[BEGIN]

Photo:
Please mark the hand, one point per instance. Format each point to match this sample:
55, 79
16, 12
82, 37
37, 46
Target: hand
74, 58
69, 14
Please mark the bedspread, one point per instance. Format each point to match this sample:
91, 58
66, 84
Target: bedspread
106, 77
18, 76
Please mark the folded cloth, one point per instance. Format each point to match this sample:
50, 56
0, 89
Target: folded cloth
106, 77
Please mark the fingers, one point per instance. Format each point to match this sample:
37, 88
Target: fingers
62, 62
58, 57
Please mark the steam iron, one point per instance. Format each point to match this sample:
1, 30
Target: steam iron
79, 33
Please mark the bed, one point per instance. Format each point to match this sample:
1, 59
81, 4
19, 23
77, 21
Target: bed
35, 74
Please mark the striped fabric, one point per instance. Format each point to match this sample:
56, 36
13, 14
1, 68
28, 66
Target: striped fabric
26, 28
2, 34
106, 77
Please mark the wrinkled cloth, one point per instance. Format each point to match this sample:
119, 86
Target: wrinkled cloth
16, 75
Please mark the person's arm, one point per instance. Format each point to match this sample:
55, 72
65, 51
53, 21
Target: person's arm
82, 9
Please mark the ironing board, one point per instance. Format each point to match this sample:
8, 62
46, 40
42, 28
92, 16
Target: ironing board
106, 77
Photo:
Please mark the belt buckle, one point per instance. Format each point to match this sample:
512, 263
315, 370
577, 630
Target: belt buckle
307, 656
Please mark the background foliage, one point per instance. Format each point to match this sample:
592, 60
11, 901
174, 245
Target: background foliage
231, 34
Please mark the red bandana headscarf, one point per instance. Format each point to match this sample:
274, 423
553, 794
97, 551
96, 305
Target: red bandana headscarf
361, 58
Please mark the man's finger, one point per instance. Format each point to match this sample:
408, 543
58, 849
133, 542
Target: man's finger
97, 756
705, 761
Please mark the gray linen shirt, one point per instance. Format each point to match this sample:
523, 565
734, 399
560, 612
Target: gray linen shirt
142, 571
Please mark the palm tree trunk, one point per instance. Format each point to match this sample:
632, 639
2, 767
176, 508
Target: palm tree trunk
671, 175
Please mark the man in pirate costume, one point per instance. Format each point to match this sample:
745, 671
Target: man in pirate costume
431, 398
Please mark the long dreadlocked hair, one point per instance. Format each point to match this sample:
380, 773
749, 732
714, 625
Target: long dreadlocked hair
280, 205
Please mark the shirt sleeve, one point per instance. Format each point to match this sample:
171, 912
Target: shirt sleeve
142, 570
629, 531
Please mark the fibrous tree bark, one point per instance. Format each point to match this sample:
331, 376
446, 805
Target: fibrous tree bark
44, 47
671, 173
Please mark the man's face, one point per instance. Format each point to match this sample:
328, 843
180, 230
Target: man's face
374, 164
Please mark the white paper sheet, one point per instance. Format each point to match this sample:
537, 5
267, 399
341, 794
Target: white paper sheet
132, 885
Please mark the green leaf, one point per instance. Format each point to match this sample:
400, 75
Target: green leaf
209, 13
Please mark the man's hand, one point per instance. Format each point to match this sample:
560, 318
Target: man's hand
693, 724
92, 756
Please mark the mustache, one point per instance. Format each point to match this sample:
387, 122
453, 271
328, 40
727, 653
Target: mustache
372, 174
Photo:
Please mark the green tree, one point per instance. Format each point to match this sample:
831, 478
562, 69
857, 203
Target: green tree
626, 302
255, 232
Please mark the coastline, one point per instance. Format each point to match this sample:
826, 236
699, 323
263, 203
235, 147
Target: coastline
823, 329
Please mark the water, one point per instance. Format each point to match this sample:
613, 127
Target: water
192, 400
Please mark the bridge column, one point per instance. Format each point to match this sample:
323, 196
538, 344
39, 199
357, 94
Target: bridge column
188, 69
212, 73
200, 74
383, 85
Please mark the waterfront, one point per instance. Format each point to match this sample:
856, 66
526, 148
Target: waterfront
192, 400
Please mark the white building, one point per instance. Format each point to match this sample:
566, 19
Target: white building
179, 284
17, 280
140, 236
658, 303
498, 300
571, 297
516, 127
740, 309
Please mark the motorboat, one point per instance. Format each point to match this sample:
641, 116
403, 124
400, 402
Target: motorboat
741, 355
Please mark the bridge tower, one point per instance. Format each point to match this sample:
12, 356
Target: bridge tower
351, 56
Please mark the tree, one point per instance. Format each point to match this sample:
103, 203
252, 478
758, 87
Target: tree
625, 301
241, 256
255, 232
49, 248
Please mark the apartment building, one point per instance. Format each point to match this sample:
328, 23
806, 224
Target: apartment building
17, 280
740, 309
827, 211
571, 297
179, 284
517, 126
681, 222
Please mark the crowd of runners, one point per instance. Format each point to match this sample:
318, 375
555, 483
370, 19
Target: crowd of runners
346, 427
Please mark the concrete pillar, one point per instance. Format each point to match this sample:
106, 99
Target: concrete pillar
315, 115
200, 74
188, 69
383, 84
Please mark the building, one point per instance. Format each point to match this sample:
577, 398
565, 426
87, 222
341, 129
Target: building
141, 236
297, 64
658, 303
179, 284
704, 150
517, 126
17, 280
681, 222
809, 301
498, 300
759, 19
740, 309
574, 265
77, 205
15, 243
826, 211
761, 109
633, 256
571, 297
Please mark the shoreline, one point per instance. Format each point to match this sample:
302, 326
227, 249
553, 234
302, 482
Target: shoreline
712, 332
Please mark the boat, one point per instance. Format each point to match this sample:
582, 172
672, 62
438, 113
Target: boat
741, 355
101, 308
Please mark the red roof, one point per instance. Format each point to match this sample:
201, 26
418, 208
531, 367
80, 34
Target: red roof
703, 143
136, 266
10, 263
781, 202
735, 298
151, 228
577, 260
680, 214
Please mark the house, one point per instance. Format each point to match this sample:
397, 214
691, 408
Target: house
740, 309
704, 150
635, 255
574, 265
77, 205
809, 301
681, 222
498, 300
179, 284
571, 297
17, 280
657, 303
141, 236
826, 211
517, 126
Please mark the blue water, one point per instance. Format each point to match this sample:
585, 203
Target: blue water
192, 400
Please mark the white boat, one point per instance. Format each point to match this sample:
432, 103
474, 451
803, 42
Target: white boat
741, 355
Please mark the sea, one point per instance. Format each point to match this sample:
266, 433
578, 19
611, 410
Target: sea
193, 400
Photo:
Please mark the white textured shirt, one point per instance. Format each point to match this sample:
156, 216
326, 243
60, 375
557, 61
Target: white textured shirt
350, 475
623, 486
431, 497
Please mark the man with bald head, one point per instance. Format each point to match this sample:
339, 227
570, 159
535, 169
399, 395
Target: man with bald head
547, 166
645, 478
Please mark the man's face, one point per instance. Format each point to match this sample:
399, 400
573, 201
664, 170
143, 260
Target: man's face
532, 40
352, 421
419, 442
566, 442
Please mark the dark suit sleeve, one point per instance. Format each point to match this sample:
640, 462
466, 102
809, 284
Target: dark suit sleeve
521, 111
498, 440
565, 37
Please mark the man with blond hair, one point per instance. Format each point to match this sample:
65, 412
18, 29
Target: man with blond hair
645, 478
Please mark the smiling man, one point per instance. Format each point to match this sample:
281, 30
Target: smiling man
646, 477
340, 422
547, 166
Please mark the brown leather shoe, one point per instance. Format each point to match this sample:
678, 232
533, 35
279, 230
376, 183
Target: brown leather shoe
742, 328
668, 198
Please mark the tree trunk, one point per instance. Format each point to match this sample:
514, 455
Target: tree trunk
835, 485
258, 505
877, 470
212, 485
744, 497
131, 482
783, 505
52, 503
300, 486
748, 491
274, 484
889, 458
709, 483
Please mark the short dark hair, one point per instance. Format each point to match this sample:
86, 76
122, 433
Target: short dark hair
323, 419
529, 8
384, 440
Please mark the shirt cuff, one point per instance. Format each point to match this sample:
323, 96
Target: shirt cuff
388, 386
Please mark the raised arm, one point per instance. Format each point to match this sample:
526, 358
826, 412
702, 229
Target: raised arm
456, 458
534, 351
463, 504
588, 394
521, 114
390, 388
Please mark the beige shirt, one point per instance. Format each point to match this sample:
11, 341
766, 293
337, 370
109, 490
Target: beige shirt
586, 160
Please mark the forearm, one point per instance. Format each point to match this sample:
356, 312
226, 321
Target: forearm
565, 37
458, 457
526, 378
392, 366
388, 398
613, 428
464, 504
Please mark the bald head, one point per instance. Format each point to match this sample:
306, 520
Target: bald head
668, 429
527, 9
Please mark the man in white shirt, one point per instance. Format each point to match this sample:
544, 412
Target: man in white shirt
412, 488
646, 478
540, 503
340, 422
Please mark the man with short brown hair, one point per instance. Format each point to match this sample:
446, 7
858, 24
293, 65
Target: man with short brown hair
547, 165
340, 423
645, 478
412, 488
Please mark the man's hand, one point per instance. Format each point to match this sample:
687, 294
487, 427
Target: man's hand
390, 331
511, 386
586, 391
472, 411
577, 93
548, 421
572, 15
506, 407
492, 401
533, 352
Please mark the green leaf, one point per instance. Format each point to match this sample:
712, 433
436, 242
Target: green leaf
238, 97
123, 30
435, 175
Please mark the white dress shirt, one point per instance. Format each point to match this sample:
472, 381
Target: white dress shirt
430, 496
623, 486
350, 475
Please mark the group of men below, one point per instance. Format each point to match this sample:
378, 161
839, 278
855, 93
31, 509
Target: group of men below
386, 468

[END]

# [Work to be completed]
Exactly repeat the lines from the line that contains "Please mark the short" to the end of the entries, both included, and leave out all other lines.

# [Expected answer]
Please mark the short dark hair, one point per instance. Format each point to match this sample:
86, 76
122, 433
Target: short dark hair
323, 419
529, 8
384, 440
Please mark the shirt cuff, one point per instance. Format each point to match this sample:
323, 96
Target: shirt cuff
388, 386
Please mark the raised arm, one point per instance. Format each point to match this sample:
526, 358
826, 412
702, 229
Target: raised arm
456, 458
534, 351
463, 504
588, 394
521, 114
390, 388
Please mark the beige shirt, one point per instance. Format each point to match this sample:
11, 341
766, 293
337, 370
109, 490
Target: beige shirt
586, 160
Please mark the forearm, one point per instance. Format each point to match this sample:
356, 312
226, 321
Target: forearm
565, 37
458, 457
526, 378
392, 366
388, 398
613, 428
464, 504
Please mark the bald head, one point per instance. Format each point to match this sample:
306, 520
Target: bald head
668, 429
527, 9
Please mark the man in white shirt, one point per instance. Format each point to match this sample:
544, 412
Target: man in white shirt
412, 488
646, 478
540, 503
340, 422
Please mark the man with short brown hair, one point per instance. Format each point to match this sample:
446, 7
858, 24
293, 65
Target: man with short brown hair
547, 165
340, 423
645, 478
412, 488
Please mark the man's hand, one point per instance. Format each point to match this sample:
687, 294
487, 427
Target: man's hand
390, 331
511, 386
586, 391
472, 411
577, 93
548, 421
572, 15
506, 407
492, 401
533, 352
Please mark the green leaf, one point per instance. Format each point to match this sample:
712, 433
436, 242
Target: green leaf
238, 97
123, 30
435, 175
Please mark the white dress shirt, one point per instance. Format each point to match this sample:
472, 381
Target: white dress shirt
430, 496
623, 486
350, 475
Please mark the group of men below, one point per instance. Format each point to match this sample:
378, 161
839, 278
855, 93
31, 509
Target: group of men below
386, 468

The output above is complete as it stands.